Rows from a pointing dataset
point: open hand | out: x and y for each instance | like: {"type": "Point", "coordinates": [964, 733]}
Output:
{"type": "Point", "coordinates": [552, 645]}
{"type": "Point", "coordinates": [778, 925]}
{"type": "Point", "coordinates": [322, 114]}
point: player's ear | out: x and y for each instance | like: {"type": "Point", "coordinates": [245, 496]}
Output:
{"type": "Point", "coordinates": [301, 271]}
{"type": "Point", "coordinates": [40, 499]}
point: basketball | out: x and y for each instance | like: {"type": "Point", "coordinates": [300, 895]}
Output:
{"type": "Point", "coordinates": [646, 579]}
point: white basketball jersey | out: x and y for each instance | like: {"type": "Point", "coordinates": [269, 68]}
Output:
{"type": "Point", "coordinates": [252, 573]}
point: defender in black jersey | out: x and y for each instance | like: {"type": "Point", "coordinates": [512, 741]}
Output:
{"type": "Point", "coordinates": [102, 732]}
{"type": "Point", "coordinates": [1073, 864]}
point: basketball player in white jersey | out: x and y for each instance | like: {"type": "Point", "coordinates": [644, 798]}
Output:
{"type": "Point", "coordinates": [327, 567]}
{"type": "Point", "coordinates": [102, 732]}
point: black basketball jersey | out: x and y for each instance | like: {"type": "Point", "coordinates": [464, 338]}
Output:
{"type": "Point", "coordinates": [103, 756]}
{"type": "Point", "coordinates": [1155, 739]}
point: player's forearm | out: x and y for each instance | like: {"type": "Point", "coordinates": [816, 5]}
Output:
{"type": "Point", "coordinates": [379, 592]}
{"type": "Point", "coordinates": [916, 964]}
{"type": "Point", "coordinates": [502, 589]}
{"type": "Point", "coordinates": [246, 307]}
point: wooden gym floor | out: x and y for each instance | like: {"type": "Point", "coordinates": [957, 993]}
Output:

EXERCISE GOAL: Reproduce every line of the listing above, character for character, with no changes.

SOLUTION TO THIS EXERCISE:
point: open hand | out: x and y for each instance | like: {"type": "Point", "coordinates": [964, 733]}
Output:
{"type": "Point", "coordinates": [552, 645]}
{"type": "Point", "coordinates": [778, 925]}
{"type": "Point", "coordinates": [322, 114]}
point: player's ear | out: x and y for each instance | like: {"type": "Point", "coordinates": [245, 496]}
Output:
{"type": "Point", "coordinates": [301, 271]}
{"type": "Point", "coordinates": [40, 499]}
point: basketball | out: x and y for each instance | like: {"type": "Point", "coordinates": [300, 895]}
Output:
{"type": "Point", "coordinates": [646, 579]}
point: white basketball jersey | out: x and y for each instance | like: {"type": "Point", "coordinates": [269, 68]}
Output:
{"type": "Point", "coordinates": [252, 573]}
point: defender in black jersey | out: x and y for each instance | like: {"type": "Point", "coordinates": [512, 741]}
Output:
{"type": "Point", "coordinates": [102, 732]}
{"type": "Point", "coordinates": [1073, 864]}
point: basketball player in white jersey | out: x and y for each instance | like: {"type": "Point", "coordinates": [644, 798]}
Output:
{"type": "Point", "coordinates": [327, 567]}
{"type": "Point", "coordinates": [102, 732]}
point: black basketball jersey | out: x and y for each instance | like: {"type": "Point", "coordinates": [464, 338]}
Output:
{"type": "Point", "coordinates": [103, 756]}
{"type": "Point", "coordinates": [1155, 739]}
point: player's forearm | out: x and y for each instance | like: {"type": "Point", "coordinates": [816, 5]}
Output:
{"type": "Point", "coordinates": [379, 592]}
{"type": "Point", "coordinates": [916, 964]}
{"type": "Point", "coordinates": [502, 589]}
{"type": "Point", "coordinates": [246, 307]}
point: wooden gym floor | out: x and y for each instance | like: {"type": "Point", "coordinates": [957, 993]}
Output:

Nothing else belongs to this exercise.